(Records provided begins)
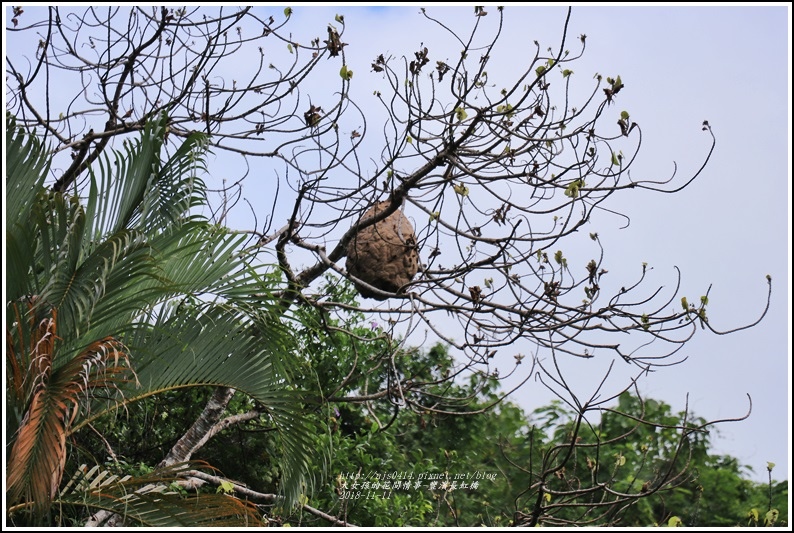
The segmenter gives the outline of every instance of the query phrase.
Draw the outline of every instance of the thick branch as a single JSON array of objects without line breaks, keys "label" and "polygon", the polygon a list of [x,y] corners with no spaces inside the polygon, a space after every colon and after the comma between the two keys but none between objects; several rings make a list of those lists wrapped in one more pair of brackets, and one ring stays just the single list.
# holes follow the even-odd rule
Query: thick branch
[{"label": "thick branch", "polygon": [[190,459],[191,455],[204,445],[209,438],[217,433],[219,421],[226,407],[234,396],[235,390],[227,387],[218,387],[207,402],[201,415],[196,419],[190,429],[168,452],[168,455],[158,466],[170,466]]},{"label": "thick branch", "polygon": [[[267,493],[257,492],[255,490],[249,489],[244,485],[235,483],[234,481],[230,481],[228,479],[224,479],[218,476],[212,476],[210,474],[205,474],[204,472],[199,472],[197,470],[191,470],[189,472],[185,472],[185,476],[196,477],[201,480],[212,483],[216,486],[221,486],[222,483],[231,483],[235,492],[237,492],[242,496],[245,496],[246,498],[250,498],[253,501],[259,501],[268,504],[277,503],[281,501],[281,497],[278,496],[277,494],[267,494]],[[332,525],[335,526],[356,527],[354,524],[351,524],[350,522],[345,522],[344,520],[341,520],[328,513],[324,513],[323,511],[320,511],[319,509],[316,509],[307,504],[301,505],[301,509],[318,518],[322,518],[323,520],[326,520],[327,522],[330,522]]]}]

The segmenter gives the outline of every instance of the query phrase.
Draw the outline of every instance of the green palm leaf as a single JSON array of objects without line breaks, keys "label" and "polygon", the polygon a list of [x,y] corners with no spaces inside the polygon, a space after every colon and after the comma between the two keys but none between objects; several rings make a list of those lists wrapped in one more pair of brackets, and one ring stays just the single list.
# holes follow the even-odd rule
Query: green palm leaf
[{"label": "green palm leaf", "polygon": [[[33,205],[37,187],[44,183],[49,169],[46,150],[36,137],[27,135],[11,115],[6,115],[6,153],[19,154],[6,159],[6,226],[24,223]],[[9,180],[8,177],[13,179]]]},{"label": "green palm leaf", "polygon": [[[191,207],[204,203],[207,137],[195,132],[174,155],[161,163],[162,136],[167,119],[147,124],[140,140],[126,141],[123,151],[105,154],[99,171],[91,172],[89,218],[94,235],[138,228],[149,234],[179,225]],[[96,215],[96,216],[94,216]]]},{"label": "green palm leaf", "polygon": [[189,496],[170,484],[199,463],[157,469],[141,476],[118,477],[105,469],[81,467],[58,497],[59,505],[109,511],[129,525],[145,527],[240,527],[259,526],[256,506],[225,494],[196,493]]},{"label": "green palm leaf", "polygon": [[6,295],[17,300],[28,291],[33,250],[33,228],[29,224],[31,207],[36,201],[49,169],[46,151],[35,137],[18,128],[14,117],[6,116]]},{"label": "green palm leaf", "polygon": [[[296,364],[289,332],[268,309],[267,276],[247,263],[243,237],[191,212],[206,200],[197,177],[206,137],[190,136],[161,163],[166,124],[165,116],[152,122],[114,161],[99,162],[85,206],[77,191],[44,190],[38,145],[7,137],[9,168],[19,170],[7,182],[14,205],[27,210],[7,231],[13,271],[24,279],[10,293],[17,303],[7,301],[16,310],[6,323],[7,496],[39,516],[58,487],[70,433],[180,387],[255,398],[281,436],[287,503],[304,491],[315,450],[302,395],[288,380]],[[42,355],[36,328],[45,319],[53,329]]]},{"label": "green palm leaf", "polygon": [[144,323],[152,327],[125,337],[134,354],[137,383],[121,387],[111,403],[95,403],[83,424],[107,410],[168,390],[196,385],[234,388],[260,402],[268,413],[284,449],[284,496],[288,504],[296,502],[316,450],[305,401],[282,371],[298,364],[289,331],[272,317],[243,321],[234,308],[209,303],[167,306],[153,311]]}]

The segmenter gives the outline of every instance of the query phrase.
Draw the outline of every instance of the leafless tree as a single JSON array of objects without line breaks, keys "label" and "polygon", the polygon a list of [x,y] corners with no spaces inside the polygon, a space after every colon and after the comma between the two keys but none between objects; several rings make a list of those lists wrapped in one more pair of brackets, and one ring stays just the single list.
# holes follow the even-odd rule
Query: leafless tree
[{"label": "leafless tree", "polygon": [[[617,358],[641,373],[675,363],[672,356],[701,328],[729,333],[709,322],[708,293],[699,302],[679,300],[679,280],[672,290],[649,288],[645,265],[633,279],[609,280],[605,250],[588,231],[591,218],[611,209],[613,195],[682,190],[716,141],[703,122],[696,132],[707,140],[702,166],[684,178],[630,175],[642,127],[613,104],[631,87],[620,76],[597,75],[588,95],[574,101],[571,67],[586,36],[569,35],[570,10],[559,42],[535,42],[513,58],[512,78],[496,86],[488,71],[497,70],[503,9],[475,8],[467,33],[422,9],[418,16],[461,53],[449,61],[426,46],[403,57],[373,48],[370,75],[382,84],[377,113],[351,96],[365,74],[356,68],[354,78],[346,60],[342,15],[323,28],[300,28],[298,37],[289,9],[13,10],[7,111],[61,154],[52,190],[78,191],[104,151],[162,112],[173,142],[209,133],[219,159],[234,158],[244,169],[222,182],[218,222],[244,210],[241,201],[257,190],[268,192],[257,193],[256,222],[242,231],[251,234],[252,257],[275,254],[285,312],[296,305],[330,314],[349,309],[318,292],[318,280],[351,279],[372,296],[361,310],[387,325],[395,351],[422,328],[460,351],[449,380],[494,375],[495,361],[504,359],[497,355],[516,343],[533,360],[548,353],[555,360]],[[322,84],[321,97],[307,89],[312,84]],[[373,125],[372,116],[383,120]],[[370,145],[378,147],[374,157]],[[382,209],[366,215],[378,201]],[[418,256],[417,273],[384,289],[353,277],[345,259],[362,230],[394,213],[415,226],[396,244]],[[581,238],[586,233],[589,240]],[[517,366],[523,356],[515,357]],[[564,376],[529,366],[566,390]],[[400,379],[387,389],[337,400],[399,399],[402,408],[418,408],[423,384],[399,369],[394,375]],[[350,379],[366,376],[351,369]],[[190,458],[224,424],[232,395],[217,391],[167,463]],[[461,401],[436,398],[432,408],[445,412]]]}]

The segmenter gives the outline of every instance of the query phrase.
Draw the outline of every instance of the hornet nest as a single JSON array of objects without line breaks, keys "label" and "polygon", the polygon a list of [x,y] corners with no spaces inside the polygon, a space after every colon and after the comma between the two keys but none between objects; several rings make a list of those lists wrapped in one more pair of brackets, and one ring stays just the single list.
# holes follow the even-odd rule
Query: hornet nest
(Records provided ends)
• _Exercise prompt_:
Copy the data verbatim, skipping any image it holds.

• _Answer section_:
The segmenter gives the outline of every instance of the query phrase.
Draw the outline of every instance of the thick branch as a single JSON array of objects without line breaks, keys "label" and "polygon", the polygon a list of [x,y] corners with no spaces inside the polygon, a space after every colon and after the comma between the two keys but none between objects; several rings make a list of those lists wrapped in one more pair of brackets, and one ring stays just the single list.
# holes follow the even-odd rule
Query: thick branch
[{"label": "thick branch", "polygon": [[190,459],[191,455],[204,445],[209,438],[217,433],[219,421],[226,407],[234,396],[235,390],[227,387],[218,387],[207,402],[201,415],[196,419],[190,429],[168,452],[168,455],[158,466],[170,466]]},{"label": "thick branch", "polygon": [[[267,493],[257,492],[255,490],[249,489],[244,485],[235,483],[234,481],[230,481],[228,479],[224,479],[218,476],[212,476],[210,474],[205,474],[204,472],[199,472],[197,470],[191,470],[189,472],[185,472],[185,476],[196,477],[201,480],[212,483],[216,486],[221,486],[222,483],[231,483],[235,492],[237,492],[242,496],[245,496],[246,498],[250,498],[253,501],[259,501],[268,504],[277,503],[281,501],[281,497],[278,496],[277,494],[267,494]],[[332,525],[335,526],[356,527],[354,524],[351,524],[350,522],[345,522],[344,520],[341,520],[328,513],[324,513],[323,511],[320,511],[319,509],[316,509],[307,504],[301,505],[301,509],[318,518],[322,518],[323,520],[326,520],[327,522],[330,522]]]}]

The segmenter gives the outline of every instance of the query phrase.
Draw the outline of every instance of the green palm leaf as a single JSON array of objects without line breaks, keys "label" and "polygon", the polygon a list of [x,y] corners with no spaces inside the polygon, a space after every colon and after the comma between the two keys but none between objects; several rings make a list of those lists wrapped in one more pair of brackets, and one ring stays just the single list.
# holes follow the even-odd rule
Query: green palm leaf
[{"label": "green palm leaf", "polygon": [[[33,205],[37,187],[44,183],[49,169],[46,150],[36,137],[27,135],[11,115],[6,115],[6,153],[19,154],[6,159],[6,226],[24,223]],[[9,180],[8,177],[13,179]]]},{"label": "green palm leaf", "polygon": [[[191,207],[204,203],[207,137],[195,132],[174,155],[161,163],[162,136],[167,119],[147,124],[140,140],[126,141],[123,151],[105,154],[99,171],[91,172],[89,218],[94,235],[138,228],[149,234],[179,225]],[[96,215],[96,216],[94,216]]]},{"label": "green palm leaf", "polygon": [[189,496],[170,484],[199,463],[157,469],[141,476],[118,477],[105,469],[81,467],[58,497],[59,505],[109,511],[129,525],[145,527],[240,527],[259,526],[256,506],[225,494],[196,493]]},{"label": "green palm leaf", "polygon": [[6,295],[17,300],[28,291],[33,250],[33,228],[29,224],[31,207],[36,201],[49,169],[46,151],[35,137],[18,128],[14,117],[6,116]]},{"label": "green palm leaf", "polygon": [[[296,364],[289,332],[268,309],[267,276],[247,263],[243,237],[191,212],[206,200],[197,177],[206,137],[190,136],[161,163],[166,124],[165,116],[152,122],[114,161],[99,162],[85,206],[77,191],[44,190],[38,145],[7,137],[9,168],[19,170],[7,182],[14,205],[27,210],[7,231],[13,271],[24,279],[10,293],[17,303],[7,301],[16,310],[6,323],[7,496],[39,516],[58,487],[70,433],[180,387],[255,398],[281,436],[287,503],[304,491],[315,450],[302,395],[288,380]],[[42,355],[36,328],[45,319],[53,329]]]},{"label": "green palm leaf", "polygon": [[144,323],[152,327],[125,337],[134,354],[137,383],[121,387],[111,403],[95,403],[83,424],[107,410],[168,390],[196,385],[234,388],[260,402],[268,413],[284,449],[284,496],[288,504],[296,502],[316,450],[305,401],[282,371],[298,364],[289,331],[272,317],[243,321],[234,308],[209,303],[167,306],[153,311]]}]

The segmenter gives the outline of every instance of the query phrase.
Draw the outline of every instance of the leafless tree as a single JSON array of objects without line breaks, keys "label" and "polygon", the polygon a list of [x,y] corners with no spaces inside the polygon, a space after every colon and after the comma between the two keys but none between objects; several rings make a list of those lists wrapped in one more pair of brackets, and one ring stays just the single list.
# holes follow the even-odd rule
Query: leafless tree
[{"label": "leafless tree", "polygon": [[[617,358],[641,373],[675,363],[672,356],[701,328],[729,333],[709,322],[708,293],[699,302],[679,300],[679,280],[672,290],[649,288],[645,265],[633,279],[609,280],[605,250],[588,231],[591,218],[611,209],[613,195],[682,190],[716,141],[703,122],[696,132],[707,140],[702,166],[684,178],[630,175],[642,127],[613,104],[631,87],[620,76],[597,75],[588,95],[574,101],[571,67],[586,36],[569,35],[570,10],[559,42],[535,42],[513,58],[512,78],[496,86],[488,71],[497,70],[503,9],[475,8],[467,33],[422,9],[418,16],[461,53],[449,61],[426,46],[403,57],[373,48],[370,75],[382,84],[377,113],[351,96],[365,74],[356,68],[354,78],[346,60],[342,15],[323,28],[300,28],[298,37],[289,9],[13,10],[7,111],[61,154],[52,190],[78,191],[104,151],[162,112],[173,142],[209,133],[219,159],[234,158],[244,169],[222,182],[218,222],[244,210],[241,201],[257,190],[268,192],[257,193],[256,222],[242,231],[251,234],[252,257],[275,254],[285,312],[296,305],[330,314],[349,309],[318,292],[318,280],[351,279],[372,296],[361,310],[387,325],[395,351],[422,328],[460,351],[449,380],[494,375],[495,361],[504,359],[497,355],[516,343],[533,360],[548,353],[555,360]],[[322,84],[321,97],[307,89],[312,84]],[[373,125],[372,116],[383,120]],[[370,145],[378,147],[374,157]],[[382,209],[366,215],[378,201]],[[418,256],[417,273],[384,289],[353,277],[345,259],[362,230],[394,213],[415,226],[396,244]],[[581,238],[586,233],[589,240]],[[517,366],[523,356],[515,357]],[[564,376],[529,366],[566,390]],[[400,379],[387,389],[337,400],[399,399],[402,408],[418,408],[423,384],[399,369],[394,375]],[[350,379],[366,376],[351,369]],[[190,458],[224,424],[232,395],[217,391],[167,463]],[[461,401],[436,398],[432,408],[445,412]]]}]

The segmenter gives the outline of every instance of the query phrase.
Draw the outline of every instance of the hornet nest as a single JSON array of objects without line breaks, keys "label" and "polygon", the polygon a list of [x,y] corners with no spaces inside the polygon, a space after every colon and after the comma between the two keys but none between objects; several rings make a list of those lists wrapped in one more pair of brackets, and one ring stays just the single list.
# holes follow the even-odd rule
Query: hornet nest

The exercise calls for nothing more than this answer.